+++ SOURCE DOCUMENT +++

Thank you, Kushi. I am just your humble administrator, but I have fantastic friends all over the globe who help me.
Maybe you'll find the index handy. It needs more work, which I shall do in due time, but, together with the pictures, I think it allows further research.
For one thing, there is a pattern evolving where the late d-tokens were put together with generic reverses and what may have been a city seal. This means, that a patient type can sort out those generic reverses and maybe connect them to a token producer and maybe even a time period. Another point is the diameter, sometimes clearly non-decimal (22 mm = 7/8 inch and 25 mm = 1 inch), sometimes decimal (e.g. 20 mm). My guess is that they point at different machinery, made in Britain or elsewhere.
Mapping the places of issue might be useful as well. My working hypothesis is that you'll most often find them in big cities, industrial and mining centres and small ports: all having pockets of deep poverty. That again makes it strange that there are few or no bus tokens from Scotland (except Edinburgh and Glasgow), Northern Ireland (except Belfast) and Wales.

+++

■ TASKS FOR THIS EXERCISE:
(a) In the token post, what diameter in millimeters is given as equal to 7/8 inch?
(b) Return the part of the token post starting with "Thank you, Kushi." and going on through "allows further research.", copied word for word.
Rely on the token post alone.

+++ DATA BLOCK +++

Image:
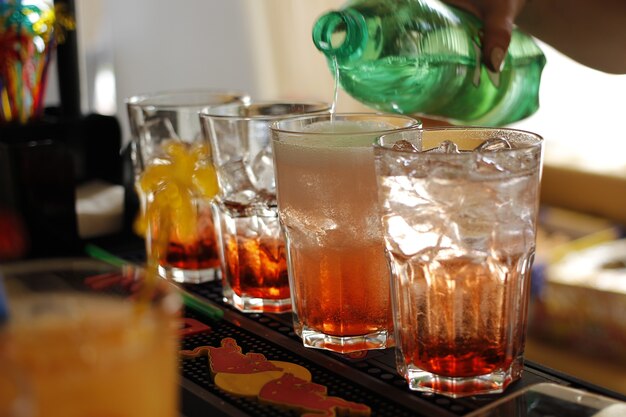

+++

■ TASK-BY-TASK ANSWERS:
(a) 22 mm

(b)
Thank you, Kushi. I am just your humble administrator, but I have fantastic friends all over the globe who help me.
Maybe you'll find the index handy. It needs more work, which I shall do in due time, but, together with the pictures, I think it allows further research.